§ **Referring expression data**
◆ ◆ ◆ ◆ ◆
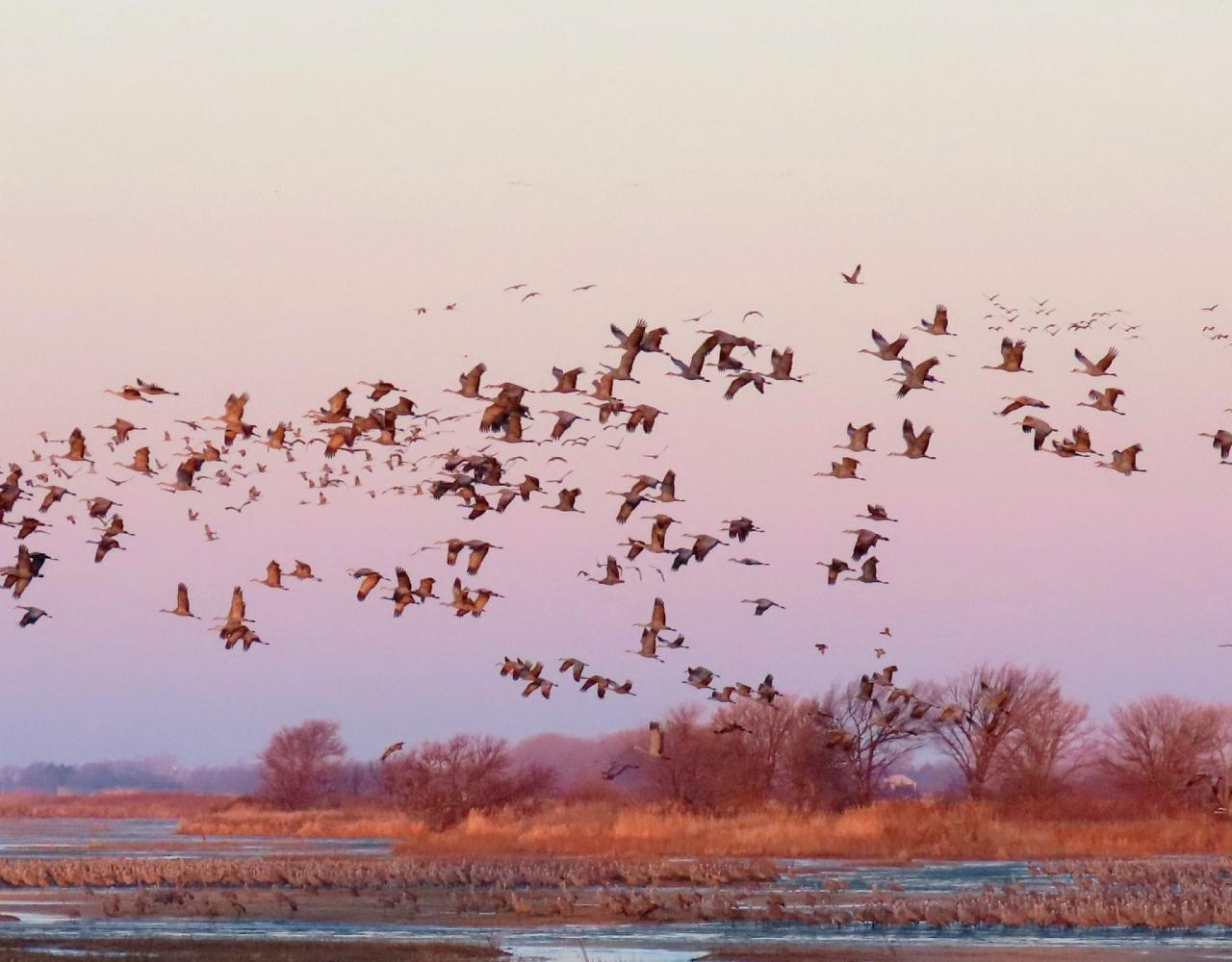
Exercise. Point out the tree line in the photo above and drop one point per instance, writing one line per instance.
(1003, 732)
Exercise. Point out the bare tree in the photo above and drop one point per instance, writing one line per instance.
(299, 765)
(696, 764)
(870, 738)
(988, 708)
(1153, 747)
(444, 781)
(1046, 747)
(760, 745)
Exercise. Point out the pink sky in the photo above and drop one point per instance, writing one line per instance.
(225, 201)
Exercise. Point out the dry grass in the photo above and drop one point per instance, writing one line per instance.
(110, 804)
(886, 830)
(245, 818)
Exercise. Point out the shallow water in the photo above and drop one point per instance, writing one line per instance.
(154, 838)
(42, 915)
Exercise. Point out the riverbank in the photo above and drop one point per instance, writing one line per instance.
(900, 831)
(249, 949)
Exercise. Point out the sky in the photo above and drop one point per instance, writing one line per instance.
(258, 197)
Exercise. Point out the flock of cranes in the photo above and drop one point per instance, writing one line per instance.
(357, 440)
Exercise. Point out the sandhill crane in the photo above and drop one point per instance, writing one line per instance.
(658, 618)
(1103, 400)
(704, 544)
(185, 475)
(154, 391)
(867, 573)
(1099, 368)
(614, 772)
(1012, 357)
(1021, 400)
(368, 579)
(141, 462)
(611, 575)
(761, 605)
(1041, 429)
(469, 382)
(940, 324)
(106, 544)
(916, 444)
(31, 616)
(539, 684)
(865, 541)
(668, 489)
(576, 666)
(915, 377)
(403, 594)
(1076, 446)
(121, 427)
(886, 350)
(563, 421)
(181, 604)
(1124, 461)
(632, 499)
(740, 527)
(566, 500)
(54, 493)
(645, 416)
(782, 364)
(99, 508)
(1221, 442)
(272, 576)
(236, 614)
(78, 449)
(654, 743)
(844, 468)
(833, 570)
(858, 438)
(693, 371)
(648, 646)
(128, 393)
(29, 526)
(303, 571)
(746, 377)
(391, 750)
(242, 635)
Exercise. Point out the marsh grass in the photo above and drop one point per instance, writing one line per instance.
(897, 830)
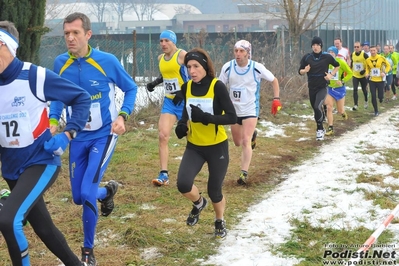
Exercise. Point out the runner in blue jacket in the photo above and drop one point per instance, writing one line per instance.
(30, 156)
(91, 150)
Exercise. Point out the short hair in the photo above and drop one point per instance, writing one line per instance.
(10, 28)
(211, 68)
(86, 24)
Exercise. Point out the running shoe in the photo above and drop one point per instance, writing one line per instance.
(88, 257)
(162, 180)
(193, 216)
(107, 204)
(220, 228)
(329, 132)
(253, 140)
(242, 180)
(4, 193)
(320, 134)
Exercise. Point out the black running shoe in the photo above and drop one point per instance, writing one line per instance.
(220, 228)
(193, 216)
(253, 140)
(88, 257)
(242, 180)
(107, 204)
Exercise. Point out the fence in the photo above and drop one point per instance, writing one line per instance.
(139, 53)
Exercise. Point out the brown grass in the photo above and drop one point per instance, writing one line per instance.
(153, 219)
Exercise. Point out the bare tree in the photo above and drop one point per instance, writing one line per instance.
(184, 9)
(300, 15)
(145, 9)
(121, 6)
(97, 8)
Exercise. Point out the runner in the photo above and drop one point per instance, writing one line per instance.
(358, 65)
(337, 90)
(173, 75)
(316, 66)
(243, 77)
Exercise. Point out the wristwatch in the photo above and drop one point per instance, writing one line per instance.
(72, 133)
(124, 115)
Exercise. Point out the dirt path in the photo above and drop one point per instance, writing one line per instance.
(322, 182)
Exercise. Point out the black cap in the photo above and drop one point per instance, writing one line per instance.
(317, 40)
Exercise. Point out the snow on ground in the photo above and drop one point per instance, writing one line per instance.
(323, 182)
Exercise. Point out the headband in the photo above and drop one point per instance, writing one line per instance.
(10, 41)
(168, 34)
(199, 57)
(246, 45)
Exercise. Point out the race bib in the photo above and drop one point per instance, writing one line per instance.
(95, 119)
(375, 72)
(238, 95)
(358, 67)
(205, 104)
(335, 77)
(171, 86)
(16, 130)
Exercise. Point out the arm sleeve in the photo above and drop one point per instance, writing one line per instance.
(302, 64)
(264, 72)
(229, 116)
(56, 88)
(122, 79)
(347, 70)
(184, 117)
(224, 73)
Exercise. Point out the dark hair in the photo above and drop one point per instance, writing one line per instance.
(211, 68)
(86, 24)
(10, 28)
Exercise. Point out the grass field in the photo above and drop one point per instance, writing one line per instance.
(147, 226)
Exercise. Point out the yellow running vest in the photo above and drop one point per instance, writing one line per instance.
(199, 134)
(171, 73)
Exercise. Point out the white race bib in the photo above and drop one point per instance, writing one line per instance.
(375, 72)
(15, 130)
(95, 119)
(238, 95)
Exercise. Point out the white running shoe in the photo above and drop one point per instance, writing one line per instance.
(320, 134)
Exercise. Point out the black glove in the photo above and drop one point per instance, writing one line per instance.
(151, 86)
(181, 130)
(197, 115)
(177, 100)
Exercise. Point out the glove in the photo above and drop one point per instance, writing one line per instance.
(197, 115)
(151, 86)
(181, 130)
(57, 144)
(178, 99)
(276, 106)
(53, 122)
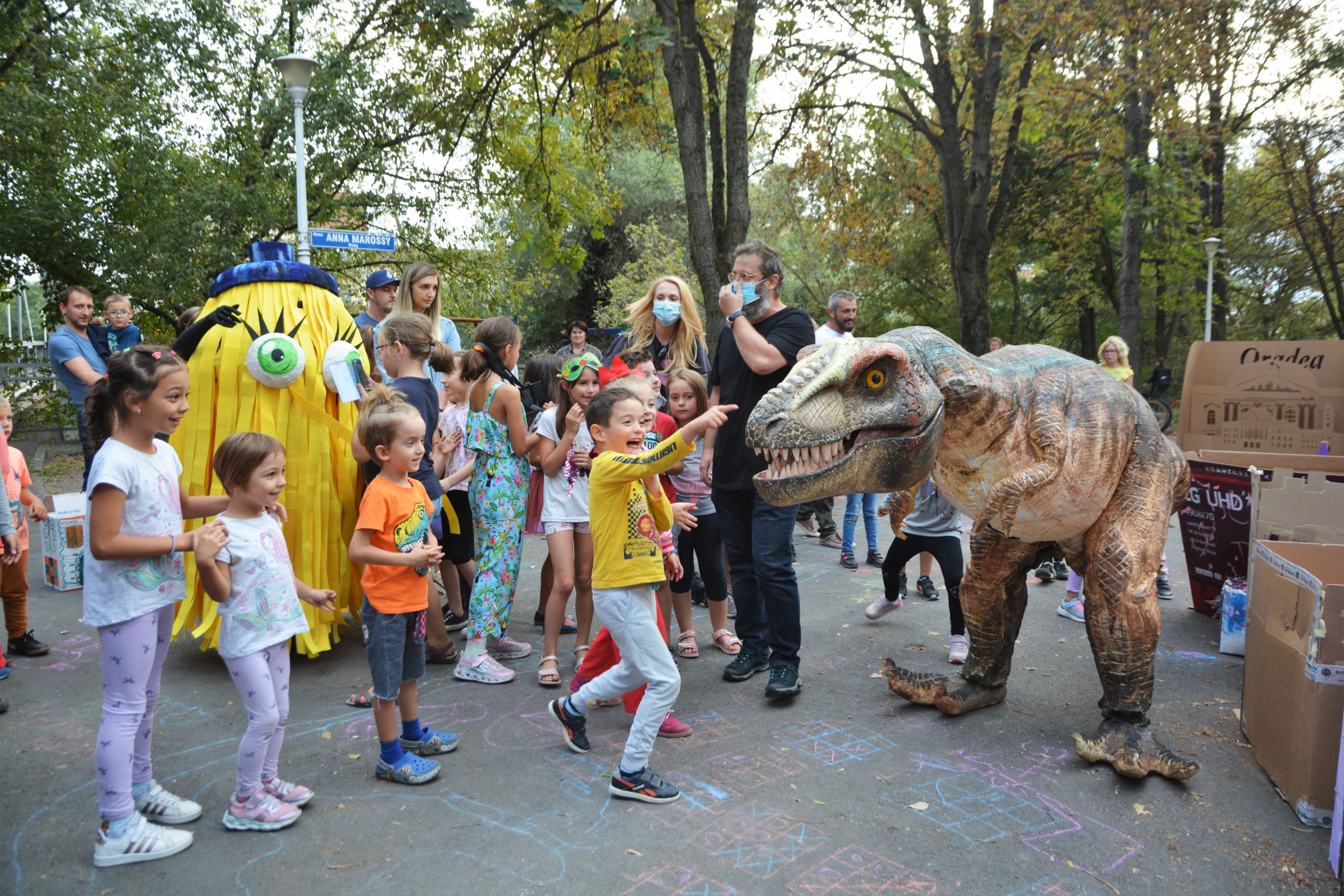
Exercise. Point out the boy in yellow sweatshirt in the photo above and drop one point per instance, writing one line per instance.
◆ ◆ ◆ ◆ ◆
Write out all of the data above exactly, pictures excluded.

Exercise. Point out the tree line in the photo above and drop one point per instance, writing one line per instance.
(1003, 732)
Exercise. Point out the bare tree in the photo above and drop one point per instance, writing one line per instance.
(299, 765)
(696, 764)
(870, 738)
(988, 708)
(1153, 747)
(444, 781)
(1046, 747)
(760, 745)
Exercise. Point out the pink sky in the photo above and drop one point per instance, writing one line per instance.
(225, 201)
Exercise. Point out the dry grass in the photo above and drop one point per instance, writing one line per instance.
(110, 804)
(886, 830)
(245, 818)
Exercise. Point out the shallow water in the photo above and drop one point per instance, writing one line per instance.
(154, 838)
(42, 915)
Exercise. Point out the riverbank in the photo above and drop one point per instance, writing one line per instance.
(900, 831)
(249, 949)
Exercise. Point out the sky in the photo above and drop one point per instance, writing one line per instance.
(258, 197)
Exercise. Point out the flock of cranes in the photo above and drop one point per instance, writing one line per instance.
(357, 440)
Exercise. Point out the sandhill crane in the photo above and drop one point per instance, writing one line per instance.
(658, 618)
(1103, 400)
(704, 544)
(185, 475)
(154, 391)
(867, 573)
(1099, 368)
(614, 772)
(1012, 357)
(1021, 400)
(368, 579)
(141, 462)
(611, 575)
(761, 605)
(1041, 429)
(469, 382)
(940, 324)
(106, 544)
(916, 444)
(31, 616)
(539, 684)
(865, 541)
(668, 489)
(576, 666)
(915, 377)
(403, 594)
(1076, 446)
(121, 427)
(886, 350)
(563, 421)
(181, 604)
(1124, 461)
(632, 499)
(740, 527)
(566, 500)
(54, 493)
(645, 416)
(782, 364)
(99, 508)
(1221, 442)
(272, 576)
(236, 614)
(78, 449)
(654, 743)
(844, 468)
(833, 570)
(858, 438)
(693, 371)
(648, 646)
(128, 393)
(29, 526)
(303, 571)
(746, 377)
(391, 750)
(242, 635)
Exercise. Point out the marsh grass in the photo above and drop one point per instance, writing one line per instance.
(897, 830)
Exercise. Point out the runner in blue jacket in the photo above and drop one point per instance, writing one line per instance.
(30, 156)
(91, 150)
Exercise. Point out the short hair in the photo above and drop one point per instance, writing one line per instance.
(10, 28)
(211, 68)
(86, 24)
Exercise. Point out the running shoe in the photo above and drop one point per instance, writing one line per instance.
(88, 257)
(162, 180)
(193, 216)
(107, 204)
(220, 228)
(329, 132)
(253, 140)
(242, 180)
(4, 193)
(320, 134)
Exercise. Point out the black running shoe in the photo above and drop one point per instance, writing one line per instance.
(220, 228)
(193, 216)
(253, 140)
(88, 257)
(242, 180)
(107, 204)
Exercise. Point out the fence in the photo above and drop one point per instance, writing one line per instance.
(139, 53)
Exercise. Point out the brown grass in the photo above and drop one point per instance, writing one line per instance.
(153, 219)
Exercise. Point out the bare tree in the photo above and drop one point per instance, writing one line per instance.
(184, 9)
(300, 15)
(145, 9)
(121, 6)
(97, 8)
Exercise. Point out the runner in the photo above and drop one point per instance, writing one line per instance.
(358, 65)
(337, 90)
(173, 75)
(316, 66)
(243, 77)
Exercise. Point out the wristwatch in the photo above and drop one point per instance, writing one line per instance.
(72, 133)
(124, 115)
Exercise. Point out the dirt path in the photo above and drop one point per instance, writing one line per instance.
(322, 182)
Exercise. Point out the black cap in the photo above and drop one point per instance, writing one line per instance.
(317, 40)
Exercise. Point out the snow on ground in the photo above and drop one point per instance, writing one line per instance.
(323, 182)
Exercise. Point out the headband in the photo above and drop one point per instance, writing one line per instance.
(10, 41)
(168, 34)
(199, 57)
(246, 45)
Exercise. Point out the race bib in the photo above and drop one point per instance, writing one line per instance.
(95, 119)
(375, 72)
(238, 95)
(358, 67)
(205, 104)
(335, 77)
(171, 86)
(16, 130)
Exercise. Point out the arm sleeve in the photo above and drop one point per instance, writing one line per instance.
(302, 64)
(264, 72)
(229, 116)
(56, 88)
(122, 79)
(347, 70)
(184, 117)
(224, 73)
Exercise. Point out the dark hair in the photo above and drop one point per instance, writing one line per instance.
(211, 68)
(86, 24)
(10, 28)
Exercise. Point out the grass field in the photo above and drop one point per instance, writing one line per instance.
(147, 226)
Exercise. Point out the yellow running vest in the photo above and drop one point per instance, writing one line per instance.
(199, 134)
(171, 73)
Exercise. Point out the white race bib in the photo above and drop one point per instance, writing one line per instance.
(375, 72)
(15, 130)
(95, 119)
(238, 95)
Exercise. Point out the white running shoe in the photo above and drop one point per instance, writing one line per instance.
(320, 134)
Exercise. Point out the black glove in the photo above and drop one point per instance, writing one line per instance.
(151, 86)
(181, 130)
(197, 115)
(177, 100)
Exercise. Point out the glove in the photo above and drop one point per instance, writing one line per instance.
(197, 115)
(151, 86)
(181, 130)
(57, 144)
(178, 99)
(276, 106)
(53, 122)
Exercise. Point out the boy in yellow sweatshirt in the photo above and drop one point per instance, writing one line per instance.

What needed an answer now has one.